## [Extrait à lire]

Si nous disons que la démocratie est le moins mauvais des systèmes, c'est parce que nous préférons la dictature d'une majorité à celle d'une minorité. Un État véritablement démocratique ne représente pas seulement une majorité mais aussi ce qu'il y a de commun à l'ensemble des citoyens : désir de justice, de sécurité, de coordination, etc. Ainsi par exemple qui est à même de garantir au mieux le droit des minorités et des individus si ce n'est la majorité composite de l'ensemble des individus et minorités ? Il ne faut pas perdre de vue que la composition de la majorité change à chaque sujet de votation, de sorte que ce n'est généralement pas la même minorité qui est mécontente du résultat d'une votation "perdue".

Réponse
à Camus

Si je vous dis "La natation ce n'est pas nager dans l'eau mais se déshabiller", la plupart d'entre-vous trouveront cette affirmation absurde (du moins je l'espère pour eux). Mais si je vous dis « La démocratie ce n’est pas la loi de la majorité mais la protection de la minorité » [Albert Camus, Carnets III, p. 260], alors un nombre non négligeable d'entre vous ne trouveront pas cela absurde, alors que cette citation est pourtant construite selon la même "logique" biaisée que la première.

## [À traiter]
Pouvez-vous prolonger le texte sur la démocratie et la loi de la majorité à partir de l'endroit où il s'arrête ? Le matériel qui vient ensuite est indépendant de ce texte.

## [Matériel]
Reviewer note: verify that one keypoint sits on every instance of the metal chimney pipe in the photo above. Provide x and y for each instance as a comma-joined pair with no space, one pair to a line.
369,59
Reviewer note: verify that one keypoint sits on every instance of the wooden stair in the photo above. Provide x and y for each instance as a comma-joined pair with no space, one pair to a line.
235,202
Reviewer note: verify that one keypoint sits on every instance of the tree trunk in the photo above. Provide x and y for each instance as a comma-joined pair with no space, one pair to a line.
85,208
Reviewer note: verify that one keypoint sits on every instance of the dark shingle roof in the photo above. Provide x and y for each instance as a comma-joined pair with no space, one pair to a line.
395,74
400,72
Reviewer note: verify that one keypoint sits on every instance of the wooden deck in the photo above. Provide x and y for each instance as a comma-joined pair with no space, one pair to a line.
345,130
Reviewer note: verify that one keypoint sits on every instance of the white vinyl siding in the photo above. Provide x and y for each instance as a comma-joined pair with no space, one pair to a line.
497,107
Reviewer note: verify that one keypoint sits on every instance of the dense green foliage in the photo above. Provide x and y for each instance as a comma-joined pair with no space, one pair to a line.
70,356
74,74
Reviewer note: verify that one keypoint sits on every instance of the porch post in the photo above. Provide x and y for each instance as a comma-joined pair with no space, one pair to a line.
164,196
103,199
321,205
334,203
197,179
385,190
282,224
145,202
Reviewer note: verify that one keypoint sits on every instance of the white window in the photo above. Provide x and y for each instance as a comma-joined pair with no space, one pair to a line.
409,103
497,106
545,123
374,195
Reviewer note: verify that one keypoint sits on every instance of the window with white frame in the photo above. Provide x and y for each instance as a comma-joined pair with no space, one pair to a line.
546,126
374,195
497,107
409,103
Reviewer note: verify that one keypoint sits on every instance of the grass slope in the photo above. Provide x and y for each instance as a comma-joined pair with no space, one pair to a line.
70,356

## [Résultat obtenu]
Ce jugement contradictoire et aberrant est typiquement le résultat d'une propagande oligarchique (tiens donc, une minorité ...). À force d'entendre répéter des absurdités par des "leaders d'opinion" (sic), certains d'entre nous, manquant de sens critique, en arrivent à les intérioriser comme faisant partie de la "normalité".

La majorité peut certes se tromper et même opprimer, mais ce peut être aussi le cas d'une puissante minorité oligarchique, que ce soit à l'encontre d'une majorité ou, qui plus est, d'une minorité ! Il n'est donc aucunement justifié de renoncer à la loi de majorité et à la démocratie directe, dont l'avantage essentiel sur tous les autres systèmes politiques est d'éduquer et responsabiliser la population par la pratique de la participation directe au pouvoir politique. Voulons-nous stagner ou progresser ?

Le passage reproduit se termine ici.